Lista de tarefas:
- a) De acordo com o texto sobre sobreposições territoriais, qual artigo da Lei do SNUC prevê o reassentamento de populações tradicionais em UCs de Proteção Integral?
- b) Reproduza fielmente o trecho do texto sobre sobreposições territoriais que começa em "O Direito à" e segue até "Comunidades Tradicionais (PNPCT).".
- c) Dê prosseguimento ao texto sobre sobreposições territoriais a partir do ponto em que ele termina.

Texto fornecido:
------------------------------------

A Questão das Sobreposições Territoriais

A relação entre Unidades de Conservação (UCs) de Proteção Integral e territórios tradicionais no Brasil é complexa e marcada por sobreposições que geram conflitos. A legislação atual, especificamente o artigo 42 da Lei do Sistema Nacional de Unidades de Conservação (SNUC), prevê o reassentamento de populações tradicionais em UCs de Proteção Integral onde sua permanência não é permitida. No entanto, essa abordagem tem sido questionada por diversos setores da sociedade, incluindo o Ministério Público Federal e especialistas em direito ambiental, que defendem uma nova perspectiva na gestão desses conflitos.

O Direito à Terra e à Cultura

A Constituição Federal de 1988 reconhece os direitos territoriais e culturais dos povos indígenas e quilombolas, garantindo a propriedade definitiva das terras que tradicionalmente ocupam. Além disso, a Carta Magna protege as manifestações das culturas populares, indígenas e afro-brasileiras, incluindo seus modos de vida e de produção. Essa proteção se estende a outros povos e comunidades tradicionais, reconhecidos pela Política Nacional de Desenvolvimento Sustentável dos Povos e Comunidades Tradicionais (PNPCT).

Releitura da Lei do SNUC

Diante do arcabouço jurídico que protege os direitos dos povos tradicionais, é necessária uma releitura do artigo 42 da Lei do SNUC, considerando os princípios constitucionais e os tratados internacionais dos quais o Brasil é signatário. A Convenção nº 169 da Organização Internacional do Trabalho (OIT), por exemplo, estabelece a necessidade de consulta prévia, livre e informada dos povos interessados antes da implementação de medidas que possam afetá-los diretamente, incluindo o reassentamento.

O Princípio da Proporcionalidade

A possibilidade de manutenção permanente das populações tradicionais em UCs de Proteção Integral deve ser analisada à luz do princípio da proporcionalidade. Estudos demonstram que a presença dessas comunidades, em geral, não representa um risco ao meio ambiente, e que seus modos de vida tradicionais podem contribuir para a conservação da biodiversidade. A remoção dessas populações, por outro lado, pode gerar impactos negativos em sua cultura e identidade, além de violar seus direitos fundamentais.

------------------------------------

Amostra de dados:
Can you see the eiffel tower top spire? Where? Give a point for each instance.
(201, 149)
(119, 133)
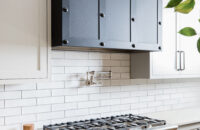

------------------------------------

Respostas:
- a) O artigo 42 da Lei do SNUC.

- b)
O Direito à Terra e à Cultura

A Constituição Federal de 1988 reconhece os direitos territoriais e culturais dos povos indígenas e quilombolas, garantindo a propriedade definitiva das terras que tradicionalmente ocupam. Além disso, a Carta Magna protege as manifestações das culturas populares, indígenas e afro-brasileiras, incluindo seus modos de vida e de produção. Essa proteção se estende a outros povos e comunidades tradicionais, reconhecidos pela Política Nacional de Desenvolvimento Sustentável dos Povos e Comunidades Tradicionais (PNPCT).

- c)
Instrumentos de Gestão e Convivência

Para compatibilizar a proteção ambiental com os direitos dos povos tradicionais, é fundamental a adoção de instrumentos de gestão participativos e democráticos. O Plano de Manejo da UC deve reconhecer a presença da população tradicional e prever um zoneamento específico para a gestão do território. Instrumentos como Termos de Compromisso, Contratos de Concessão de Direito Real de Uso (CCDRU) e Acordos de Gestão podem ser utilizados para formalizar a convivência e a gestão compartilhada do território.

Uma Nova Abordagem

A gestão dos conflitos entre UCs de Proteção Integral e territórios tradicionais exige uma nova abordagem, que supere a lógica do reassentamento e valorize a convivência e a gestão compartilhada do território. A presença das populações tradicionais em UCs de Proteção Integral pode ser compatível com os objetivos de conservação da biodiversidade, desde que sejam adotados instrumentos de gestão adequados e que se respeitem os direitos dessas comunidades. A construção de um modelo de gestão territorial que reconheça a diversidade cultural e a importância dos saberes tradicionais é fundamental para a efetiva proteção do meio ambiente e para a garantia dos direitos dos povos e comunidades tradicionais.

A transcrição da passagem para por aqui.